▶ **Work to do**: Quote the part of the data that opens with the line containing "Where can the distant mountain" and runs through the end of the data, leaving the pictures out of your answer.

▶ **Entries provided**:
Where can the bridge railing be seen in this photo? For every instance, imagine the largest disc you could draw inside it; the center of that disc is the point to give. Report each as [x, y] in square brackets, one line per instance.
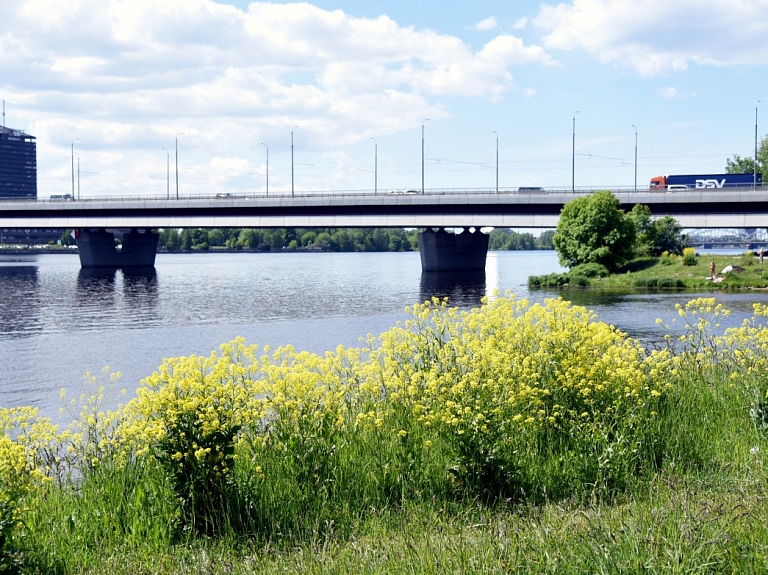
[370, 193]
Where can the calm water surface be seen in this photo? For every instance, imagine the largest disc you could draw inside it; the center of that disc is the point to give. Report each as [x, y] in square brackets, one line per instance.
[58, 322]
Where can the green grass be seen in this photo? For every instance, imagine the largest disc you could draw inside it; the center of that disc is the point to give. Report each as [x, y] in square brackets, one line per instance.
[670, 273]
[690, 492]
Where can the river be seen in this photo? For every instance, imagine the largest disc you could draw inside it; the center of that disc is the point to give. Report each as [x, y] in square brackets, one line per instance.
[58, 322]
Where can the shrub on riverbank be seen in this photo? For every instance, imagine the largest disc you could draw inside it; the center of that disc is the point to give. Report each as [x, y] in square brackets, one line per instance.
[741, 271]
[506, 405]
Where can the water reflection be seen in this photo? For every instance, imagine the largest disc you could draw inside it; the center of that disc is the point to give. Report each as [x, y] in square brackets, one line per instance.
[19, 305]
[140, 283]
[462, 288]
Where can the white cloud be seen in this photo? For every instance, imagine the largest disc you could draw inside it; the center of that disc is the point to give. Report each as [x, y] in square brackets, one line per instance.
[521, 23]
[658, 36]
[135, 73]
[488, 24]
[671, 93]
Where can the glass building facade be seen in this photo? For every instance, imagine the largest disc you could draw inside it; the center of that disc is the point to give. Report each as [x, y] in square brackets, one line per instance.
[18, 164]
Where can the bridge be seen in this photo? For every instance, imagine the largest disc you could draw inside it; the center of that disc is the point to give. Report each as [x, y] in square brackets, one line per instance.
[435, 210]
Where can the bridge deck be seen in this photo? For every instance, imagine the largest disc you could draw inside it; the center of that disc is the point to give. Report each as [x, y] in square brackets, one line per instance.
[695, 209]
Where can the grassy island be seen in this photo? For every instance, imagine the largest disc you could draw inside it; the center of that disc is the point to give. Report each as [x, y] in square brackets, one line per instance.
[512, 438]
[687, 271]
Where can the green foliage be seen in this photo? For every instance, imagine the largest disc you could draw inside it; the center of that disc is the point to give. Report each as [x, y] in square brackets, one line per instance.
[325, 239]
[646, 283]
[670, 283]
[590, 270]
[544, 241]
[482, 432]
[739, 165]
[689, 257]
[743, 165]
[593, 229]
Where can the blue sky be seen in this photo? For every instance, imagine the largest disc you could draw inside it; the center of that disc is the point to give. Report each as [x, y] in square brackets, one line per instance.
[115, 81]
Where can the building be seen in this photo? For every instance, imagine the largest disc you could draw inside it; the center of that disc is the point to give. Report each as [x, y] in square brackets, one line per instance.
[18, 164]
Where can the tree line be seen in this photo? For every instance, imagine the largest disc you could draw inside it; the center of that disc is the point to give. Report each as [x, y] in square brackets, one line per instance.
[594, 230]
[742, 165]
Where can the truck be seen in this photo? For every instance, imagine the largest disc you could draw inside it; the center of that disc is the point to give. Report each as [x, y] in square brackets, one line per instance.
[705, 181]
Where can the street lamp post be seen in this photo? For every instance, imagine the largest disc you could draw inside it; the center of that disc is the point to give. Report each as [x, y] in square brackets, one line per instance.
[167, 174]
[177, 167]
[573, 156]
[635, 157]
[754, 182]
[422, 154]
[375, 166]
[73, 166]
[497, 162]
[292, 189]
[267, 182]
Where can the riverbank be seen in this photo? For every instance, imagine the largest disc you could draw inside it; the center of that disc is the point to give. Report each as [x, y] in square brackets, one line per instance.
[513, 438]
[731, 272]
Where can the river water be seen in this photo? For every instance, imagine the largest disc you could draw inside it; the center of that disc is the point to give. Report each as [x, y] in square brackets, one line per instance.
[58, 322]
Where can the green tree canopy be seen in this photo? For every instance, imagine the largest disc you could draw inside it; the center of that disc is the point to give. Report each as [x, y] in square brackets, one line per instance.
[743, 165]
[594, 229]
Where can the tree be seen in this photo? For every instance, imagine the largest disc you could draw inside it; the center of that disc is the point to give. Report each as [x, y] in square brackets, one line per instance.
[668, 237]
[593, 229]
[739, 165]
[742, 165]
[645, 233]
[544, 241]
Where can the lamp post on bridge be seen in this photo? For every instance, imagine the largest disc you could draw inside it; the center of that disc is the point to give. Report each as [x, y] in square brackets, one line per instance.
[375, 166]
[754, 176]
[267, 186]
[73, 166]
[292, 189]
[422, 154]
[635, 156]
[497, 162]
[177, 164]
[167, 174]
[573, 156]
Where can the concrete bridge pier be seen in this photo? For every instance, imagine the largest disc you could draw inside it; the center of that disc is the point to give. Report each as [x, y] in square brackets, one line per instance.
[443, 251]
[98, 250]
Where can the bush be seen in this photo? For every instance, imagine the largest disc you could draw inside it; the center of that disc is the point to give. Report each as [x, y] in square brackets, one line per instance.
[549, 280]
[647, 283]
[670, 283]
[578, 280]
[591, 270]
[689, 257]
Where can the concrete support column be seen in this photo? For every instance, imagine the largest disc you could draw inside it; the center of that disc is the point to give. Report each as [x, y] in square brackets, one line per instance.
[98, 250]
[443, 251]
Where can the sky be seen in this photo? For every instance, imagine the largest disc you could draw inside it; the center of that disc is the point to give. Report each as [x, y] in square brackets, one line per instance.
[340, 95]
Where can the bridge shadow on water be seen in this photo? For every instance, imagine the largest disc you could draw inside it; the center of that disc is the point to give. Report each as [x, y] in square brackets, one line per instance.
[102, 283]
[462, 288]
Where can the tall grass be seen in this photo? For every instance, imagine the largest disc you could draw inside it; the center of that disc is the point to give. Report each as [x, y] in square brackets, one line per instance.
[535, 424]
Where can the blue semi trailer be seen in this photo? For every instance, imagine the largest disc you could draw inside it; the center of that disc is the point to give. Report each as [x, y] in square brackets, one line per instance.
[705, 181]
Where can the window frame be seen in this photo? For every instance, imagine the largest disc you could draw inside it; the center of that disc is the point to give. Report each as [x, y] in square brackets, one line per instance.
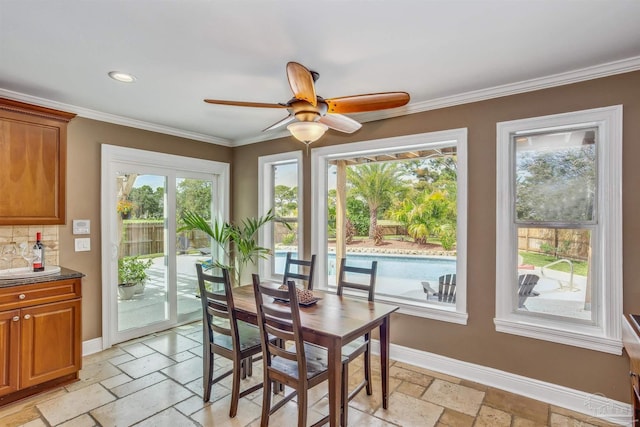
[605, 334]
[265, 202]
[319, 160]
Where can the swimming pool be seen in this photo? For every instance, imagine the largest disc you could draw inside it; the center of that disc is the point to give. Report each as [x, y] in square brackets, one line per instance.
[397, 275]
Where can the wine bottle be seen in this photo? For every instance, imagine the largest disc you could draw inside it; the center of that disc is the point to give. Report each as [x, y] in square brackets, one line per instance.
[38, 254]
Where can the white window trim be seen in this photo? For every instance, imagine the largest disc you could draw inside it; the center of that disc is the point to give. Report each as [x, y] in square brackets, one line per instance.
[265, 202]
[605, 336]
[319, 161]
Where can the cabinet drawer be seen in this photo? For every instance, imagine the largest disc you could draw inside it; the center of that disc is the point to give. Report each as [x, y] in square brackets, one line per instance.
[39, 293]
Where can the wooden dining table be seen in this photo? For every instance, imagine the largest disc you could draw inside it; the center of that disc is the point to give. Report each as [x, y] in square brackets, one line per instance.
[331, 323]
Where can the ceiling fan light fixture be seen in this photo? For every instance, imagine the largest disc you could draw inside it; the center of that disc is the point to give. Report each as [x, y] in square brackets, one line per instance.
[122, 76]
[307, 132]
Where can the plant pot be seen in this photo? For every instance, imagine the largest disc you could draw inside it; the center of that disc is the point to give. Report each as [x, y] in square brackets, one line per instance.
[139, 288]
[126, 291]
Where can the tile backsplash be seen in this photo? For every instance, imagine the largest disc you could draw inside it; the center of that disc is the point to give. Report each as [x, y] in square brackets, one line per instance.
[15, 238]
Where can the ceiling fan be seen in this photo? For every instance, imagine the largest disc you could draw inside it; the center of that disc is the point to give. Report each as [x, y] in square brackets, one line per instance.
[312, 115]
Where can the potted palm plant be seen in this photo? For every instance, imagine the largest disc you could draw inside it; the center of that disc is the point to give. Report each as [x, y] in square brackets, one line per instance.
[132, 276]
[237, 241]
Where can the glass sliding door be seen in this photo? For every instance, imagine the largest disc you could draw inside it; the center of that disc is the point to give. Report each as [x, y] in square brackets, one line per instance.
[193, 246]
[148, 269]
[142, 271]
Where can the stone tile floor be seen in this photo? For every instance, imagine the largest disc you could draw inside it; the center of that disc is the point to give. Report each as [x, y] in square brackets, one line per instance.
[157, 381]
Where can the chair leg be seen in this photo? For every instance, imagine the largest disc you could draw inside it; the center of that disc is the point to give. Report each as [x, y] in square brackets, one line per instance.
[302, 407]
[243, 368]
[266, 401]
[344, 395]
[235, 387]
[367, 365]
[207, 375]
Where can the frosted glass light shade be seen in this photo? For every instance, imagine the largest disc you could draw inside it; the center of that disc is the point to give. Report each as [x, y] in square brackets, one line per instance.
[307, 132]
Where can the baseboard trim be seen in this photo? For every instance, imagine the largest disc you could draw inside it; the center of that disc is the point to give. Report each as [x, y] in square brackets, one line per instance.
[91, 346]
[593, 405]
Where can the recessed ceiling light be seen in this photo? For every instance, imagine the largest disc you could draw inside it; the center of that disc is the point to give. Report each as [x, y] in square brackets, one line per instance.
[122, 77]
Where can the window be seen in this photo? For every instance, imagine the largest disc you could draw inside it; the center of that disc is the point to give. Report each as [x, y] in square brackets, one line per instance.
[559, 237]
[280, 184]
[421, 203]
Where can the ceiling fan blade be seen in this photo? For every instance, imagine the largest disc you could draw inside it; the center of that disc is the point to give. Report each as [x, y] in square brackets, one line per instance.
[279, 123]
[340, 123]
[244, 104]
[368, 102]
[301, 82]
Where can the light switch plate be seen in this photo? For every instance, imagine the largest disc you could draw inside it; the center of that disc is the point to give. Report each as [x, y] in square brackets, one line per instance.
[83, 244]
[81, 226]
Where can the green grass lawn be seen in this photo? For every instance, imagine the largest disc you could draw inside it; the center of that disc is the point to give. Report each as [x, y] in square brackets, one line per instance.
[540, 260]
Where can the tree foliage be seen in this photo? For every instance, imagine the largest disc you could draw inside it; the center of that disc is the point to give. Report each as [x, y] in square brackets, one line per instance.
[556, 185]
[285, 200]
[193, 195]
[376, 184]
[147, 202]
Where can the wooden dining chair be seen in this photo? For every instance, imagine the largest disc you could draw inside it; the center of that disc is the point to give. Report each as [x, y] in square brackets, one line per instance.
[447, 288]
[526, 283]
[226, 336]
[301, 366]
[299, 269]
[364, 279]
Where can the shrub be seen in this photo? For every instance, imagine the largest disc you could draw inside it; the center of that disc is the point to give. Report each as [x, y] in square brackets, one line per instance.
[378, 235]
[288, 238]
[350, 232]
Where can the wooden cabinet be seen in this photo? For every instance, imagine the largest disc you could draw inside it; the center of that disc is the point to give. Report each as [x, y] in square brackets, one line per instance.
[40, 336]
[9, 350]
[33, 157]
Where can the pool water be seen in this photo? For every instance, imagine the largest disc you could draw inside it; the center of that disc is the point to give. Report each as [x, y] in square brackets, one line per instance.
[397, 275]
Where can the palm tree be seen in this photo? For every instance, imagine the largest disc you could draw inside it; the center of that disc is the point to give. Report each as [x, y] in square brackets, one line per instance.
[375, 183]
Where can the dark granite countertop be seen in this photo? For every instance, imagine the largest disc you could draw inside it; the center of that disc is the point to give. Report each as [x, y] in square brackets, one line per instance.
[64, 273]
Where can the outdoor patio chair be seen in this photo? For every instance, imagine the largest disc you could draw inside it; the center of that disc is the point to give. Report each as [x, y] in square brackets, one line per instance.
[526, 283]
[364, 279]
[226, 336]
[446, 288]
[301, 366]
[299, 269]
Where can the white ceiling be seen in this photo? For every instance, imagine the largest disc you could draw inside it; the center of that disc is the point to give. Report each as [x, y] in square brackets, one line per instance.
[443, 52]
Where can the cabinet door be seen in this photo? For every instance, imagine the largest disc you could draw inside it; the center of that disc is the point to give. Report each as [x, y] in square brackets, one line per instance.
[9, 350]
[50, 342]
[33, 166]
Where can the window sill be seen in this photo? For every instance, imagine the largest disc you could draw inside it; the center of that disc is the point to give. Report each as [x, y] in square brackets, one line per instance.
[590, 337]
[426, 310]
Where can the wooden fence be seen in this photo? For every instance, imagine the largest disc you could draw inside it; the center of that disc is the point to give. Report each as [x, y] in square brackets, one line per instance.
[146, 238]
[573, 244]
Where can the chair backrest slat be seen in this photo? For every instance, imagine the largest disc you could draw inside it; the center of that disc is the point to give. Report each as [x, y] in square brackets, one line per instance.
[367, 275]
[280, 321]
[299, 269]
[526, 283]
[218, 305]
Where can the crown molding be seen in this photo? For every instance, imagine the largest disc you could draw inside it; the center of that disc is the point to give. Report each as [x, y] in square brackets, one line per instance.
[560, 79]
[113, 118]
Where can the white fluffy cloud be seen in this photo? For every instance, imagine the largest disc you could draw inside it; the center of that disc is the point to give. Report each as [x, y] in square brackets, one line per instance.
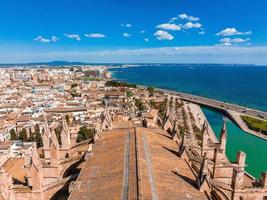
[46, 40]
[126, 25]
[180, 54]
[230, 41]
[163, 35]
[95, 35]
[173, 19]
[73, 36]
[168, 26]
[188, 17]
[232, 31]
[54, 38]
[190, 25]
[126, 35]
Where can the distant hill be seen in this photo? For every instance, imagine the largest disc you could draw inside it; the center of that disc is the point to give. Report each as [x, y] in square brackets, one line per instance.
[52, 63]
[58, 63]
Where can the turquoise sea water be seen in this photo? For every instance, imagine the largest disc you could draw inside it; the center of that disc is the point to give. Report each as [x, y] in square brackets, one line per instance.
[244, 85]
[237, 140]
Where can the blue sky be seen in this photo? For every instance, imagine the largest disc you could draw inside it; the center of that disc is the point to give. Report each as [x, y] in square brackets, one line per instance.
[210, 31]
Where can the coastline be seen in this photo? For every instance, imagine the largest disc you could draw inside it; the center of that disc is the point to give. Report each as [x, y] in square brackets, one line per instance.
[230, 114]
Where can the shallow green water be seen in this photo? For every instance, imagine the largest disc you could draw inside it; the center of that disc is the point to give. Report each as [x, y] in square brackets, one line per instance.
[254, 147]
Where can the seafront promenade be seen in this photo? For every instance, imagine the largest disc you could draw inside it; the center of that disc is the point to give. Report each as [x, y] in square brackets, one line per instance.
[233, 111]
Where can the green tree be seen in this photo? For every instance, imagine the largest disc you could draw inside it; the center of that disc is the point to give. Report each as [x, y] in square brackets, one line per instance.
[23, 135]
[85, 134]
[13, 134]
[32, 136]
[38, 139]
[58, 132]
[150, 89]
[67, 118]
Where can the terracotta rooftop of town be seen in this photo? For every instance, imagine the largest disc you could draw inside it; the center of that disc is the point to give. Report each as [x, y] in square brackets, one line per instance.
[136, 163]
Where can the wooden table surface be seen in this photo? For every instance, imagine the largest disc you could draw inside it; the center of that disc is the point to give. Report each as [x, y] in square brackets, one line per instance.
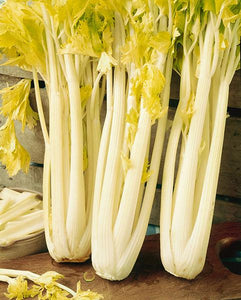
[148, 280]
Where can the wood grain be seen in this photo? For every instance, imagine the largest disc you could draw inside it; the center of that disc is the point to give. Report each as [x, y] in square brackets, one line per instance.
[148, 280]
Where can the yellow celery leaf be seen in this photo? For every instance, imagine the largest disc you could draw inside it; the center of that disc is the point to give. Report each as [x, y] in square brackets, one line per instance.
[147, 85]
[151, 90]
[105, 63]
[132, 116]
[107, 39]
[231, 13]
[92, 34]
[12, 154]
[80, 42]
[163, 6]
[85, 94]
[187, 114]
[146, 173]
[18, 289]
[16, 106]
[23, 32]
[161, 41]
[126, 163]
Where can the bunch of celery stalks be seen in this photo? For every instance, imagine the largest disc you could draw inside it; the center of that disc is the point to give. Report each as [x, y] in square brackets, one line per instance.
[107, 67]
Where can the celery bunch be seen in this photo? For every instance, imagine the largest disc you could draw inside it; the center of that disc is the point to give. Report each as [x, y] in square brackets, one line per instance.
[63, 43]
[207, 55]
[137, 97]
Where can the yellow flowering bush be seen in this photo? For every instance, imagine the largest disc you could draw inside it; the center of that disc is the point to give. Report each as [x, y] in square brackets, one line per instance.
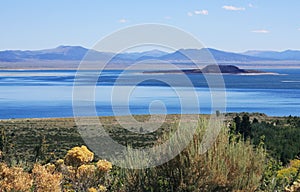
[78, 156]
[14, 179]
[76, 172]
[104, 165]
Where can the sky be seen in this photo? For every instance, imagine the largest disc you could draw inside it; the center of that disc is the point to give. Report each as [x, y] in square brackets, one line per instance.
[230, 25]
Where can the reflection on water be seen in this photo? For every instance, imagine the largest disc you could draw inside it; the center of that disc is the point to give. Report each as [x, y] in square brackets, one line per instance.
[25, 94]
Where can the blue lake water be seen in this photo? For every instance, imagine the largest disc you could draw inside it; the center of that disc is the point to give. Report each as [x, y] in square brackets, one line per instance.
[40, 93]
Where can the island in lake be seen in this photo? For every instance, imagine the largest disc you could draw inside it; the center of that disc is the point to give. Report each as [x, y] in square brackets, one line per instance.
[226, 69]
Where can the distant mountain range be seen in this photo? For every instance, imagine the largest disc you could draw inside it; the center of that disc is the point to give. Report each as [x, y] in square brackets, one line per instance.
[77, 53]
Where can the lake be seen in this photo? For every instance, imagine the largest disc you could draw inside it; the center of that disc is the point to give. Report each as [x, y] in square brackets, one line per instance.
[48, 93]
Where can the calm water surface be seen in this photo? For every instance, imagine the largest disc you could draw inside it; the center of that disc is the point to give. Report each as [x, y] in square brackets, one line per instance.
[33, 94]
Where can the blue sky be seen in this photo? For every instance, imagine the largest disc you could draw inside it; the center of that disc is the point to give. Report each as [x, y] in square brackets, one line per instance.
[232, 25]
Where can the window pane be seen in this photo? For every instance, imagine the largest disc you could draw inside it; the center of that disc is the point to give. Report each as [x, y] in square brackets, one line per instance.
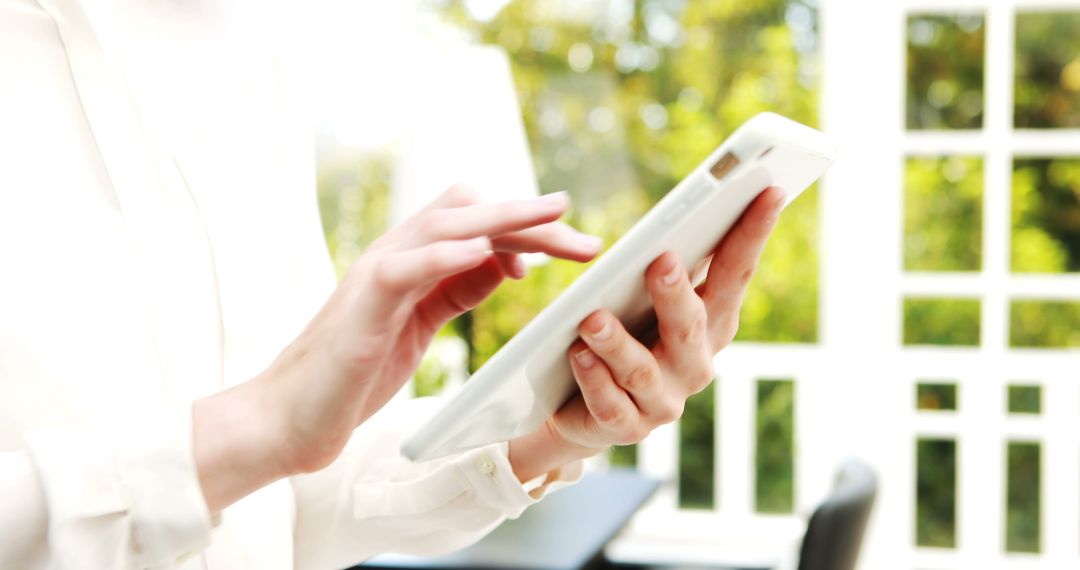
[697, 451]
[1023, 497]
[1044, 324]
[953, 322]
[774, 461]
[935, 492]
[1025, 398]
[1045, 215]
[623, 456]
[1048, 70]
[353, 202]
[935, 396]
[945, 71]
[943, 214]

▶ **Task solution**:
Where can the distant mountain range be seen in this photo? For every instance, imagine the largest disc you could draw inside it; the center of that disc is the point to give. Report each as [x, y] in square brackets, one line per instance.
[77, 53]
Where can the lake be seen in this photo? For every instance, imagine the largest disc you could draw inside it; the center of that disc is the point to give. Report each as [x, y] in square brackets, one line per instance.
[48, 93]
Where can the calm water surface be seen in this photo? For every instance, imagine the largest disc you could draw inside it; the center of that disc is the point to give. Report each as [x, y] in square brackets, one line per instance.
[33, 94]
Where can the blue sky be seen in this photo? For every instance, imagine the largest disc you could draw inside it; the center of that disc is the point to give. Report each as [x, y] in square brackets, one line per instance.
[232, 25]
Where can the window pane be seen in this photo? For every instance, imagine the largest disc you could draw inside it; the center of that disc is the point to give. Report each as [x, y] in square brackets, one line per instance.
[697, 451]
[1023, 497]
[1044, 324]
[953, 322]
[774, 461]
[935, 492]
[1025, 398]
[1045, 215]
[623, 456]
[1048, 70]
[353, 202]
[935, 396]
[945, 71]
[943, 214]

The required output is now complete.